TASK INSTRUCTIONS:
a - Render this sentence from the bankruptcy order in Spanish: "The plan prohibits employee contributions."
b - Locate each line of the rows that contains the word "seat" and copy those lines out in full.

ORDER
On February 8, 1989, Carl W. Hartman and Judy Kay Hartman filed a petition for relief under the provisions of chapter 13 of the United States Bankruptcy Code. Their 36-month plan proposed weekly payments of $208.63. The debtors listed, as an exempt asset, Carl Hartman’s interest in a retirement plan with his employer. On April 7,1989, First Federal Savings & Loan Association (First Federal), which holds an unsecured claim, objected to confirmation. First Federal argued that the chapter 13 plan should not be confirmed because the retirement plan constituted non-exempt assets which, if liquidated in a chapter 7 proceeding, would result in greater payments to the unsecured creditors than proposed under the debtors' chapter 13 plan.
A hearing was held on September 15, 1989, and the case was taken under advisement. The proceeding before the Court is a core proceeding pursuant to 28 U.S.C. 157(b)(2)(L), and the Court has jurisdiction to enter a final judgment.
Carl Hartman (debtor) has been employed since 1977 by Claridge Products & Equipment, Inc., in Harrison, Arkansas. His employer has established the Claridge Products & Equipment, Incorporated Employees Profit Sharing Retirement Plan and Trust, which satisfies the requirements of the Employee Retirement Income Security Act of 1974 (ERISA). The plan is funded entirely by the employer out of its profits, and the trustee is the Mercantile Bank of Springfield, Missouri. The plan prohibits employee contributions. An employee is fully vested after ten years of participation. The plan provides that an employee may withdraw vested funds upon retirement at age 62, death, disability, or voluntary or involuntary termination of employment. An advisory committee, of which the debtor is not a member, decides whether an event justifies distribution under the terms of the plan. If the debtor were to terminate his employment, he would be entitled to a lump sum distribution of his vested benefits, payable approximately twelve months from his termination.
In accordance with ERISA specifications,1 the plan contains an anti-alienation provision in section 8.05, which provides:
Assignment or Alienation. Subject to Code § 414(p) relating to qualified domestic relations orders, neither a Participant nor a Beneficiary shall anticipate, assign or alienate (either at law or in equity) any benefit provided under the Plan, and the Trustee shall not recognize any such anticipation, assignment or alienation. Furthermore, a benefit under the Plan is not subject to attachment, garnishment, levy, execution or other legal or equitable process.

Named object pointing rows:
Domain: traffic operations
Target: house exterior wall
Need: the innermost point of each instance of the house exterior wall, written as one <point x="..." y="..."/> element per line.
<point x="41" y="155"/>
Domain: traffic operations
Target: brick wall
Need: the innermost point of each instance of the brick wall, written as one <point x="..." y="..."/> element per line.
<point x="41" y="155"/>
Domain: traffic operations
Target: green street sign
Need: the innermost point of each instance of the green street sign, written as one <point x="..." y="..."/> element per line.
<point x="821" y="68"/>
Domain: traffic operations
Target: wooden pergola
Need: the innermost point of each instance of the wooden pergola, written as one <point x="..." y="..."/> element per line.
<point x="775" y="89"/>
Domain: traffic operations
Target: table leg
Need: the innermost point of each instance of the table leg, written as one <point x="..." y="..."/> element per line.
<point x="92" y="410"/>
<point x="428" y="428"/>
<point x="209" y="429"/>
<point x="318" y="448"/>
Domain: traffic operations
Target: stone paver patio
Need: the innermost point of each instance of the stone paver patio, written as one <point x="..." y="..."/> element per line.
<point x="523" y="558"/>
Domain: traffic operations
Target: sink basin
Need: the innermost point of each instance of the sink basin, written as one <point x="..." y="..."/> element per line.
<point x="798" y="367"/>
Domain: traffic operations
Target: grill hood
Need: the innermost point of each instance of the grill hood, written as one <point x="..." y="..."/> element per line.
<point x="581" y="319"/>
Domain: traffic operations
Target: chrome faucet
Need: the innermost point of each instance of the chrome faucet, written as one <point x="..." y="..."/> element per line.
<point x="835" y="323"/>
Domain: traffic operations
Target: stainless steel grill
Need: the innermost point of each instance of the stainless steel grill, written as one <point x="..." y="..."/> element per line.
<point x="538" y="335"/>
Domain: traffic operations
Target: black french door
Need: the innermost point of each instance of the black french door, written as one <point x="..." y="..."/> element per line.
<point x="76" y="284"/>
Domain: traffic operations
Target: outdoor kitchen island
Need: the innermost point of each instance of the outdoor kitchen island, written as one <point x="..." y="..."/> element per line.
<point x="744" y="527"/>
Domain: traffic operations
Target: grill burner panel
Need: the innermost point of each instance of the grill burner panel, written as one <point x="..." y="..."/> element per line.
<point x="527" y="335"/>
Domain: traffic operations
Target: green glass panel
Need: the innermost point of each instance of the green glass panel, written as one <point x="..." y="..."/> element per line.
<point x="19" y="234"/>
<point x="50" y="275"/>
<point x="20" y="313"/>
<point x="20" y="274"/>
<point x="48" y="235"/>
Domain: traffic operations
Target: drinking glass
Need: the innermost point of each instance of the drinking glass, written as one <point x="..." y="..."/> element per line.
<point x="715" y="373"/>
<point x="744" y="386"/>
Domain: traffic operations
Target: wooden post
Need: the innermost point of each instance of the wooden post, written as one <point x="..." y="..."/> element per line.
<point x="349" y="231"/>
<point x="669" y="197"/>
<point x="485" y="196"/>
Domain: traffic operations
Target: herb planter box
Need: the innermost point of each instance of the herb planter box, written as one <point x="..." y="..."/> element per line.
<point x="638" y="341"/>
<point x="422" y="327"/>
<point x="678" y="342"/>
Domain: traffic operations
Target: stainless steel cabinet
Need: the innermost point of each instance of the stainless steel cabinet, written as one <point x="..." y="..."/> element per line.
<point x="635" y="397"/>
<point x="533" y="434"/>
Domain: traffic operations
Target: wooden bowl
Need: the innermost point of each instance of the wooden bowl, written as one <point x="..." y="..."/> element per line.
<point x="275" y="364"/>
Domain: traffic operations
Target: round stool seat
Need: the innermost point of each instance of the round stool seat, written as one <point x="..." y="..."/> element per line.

ANSWERS GIVEN:
a - El plan prohíbe las contribuciones de los empleados.

b -
Target: round stool seat
Need: the innermost point of each instance of the round stool seat, written as one <point x="..." y="..."/> element per line.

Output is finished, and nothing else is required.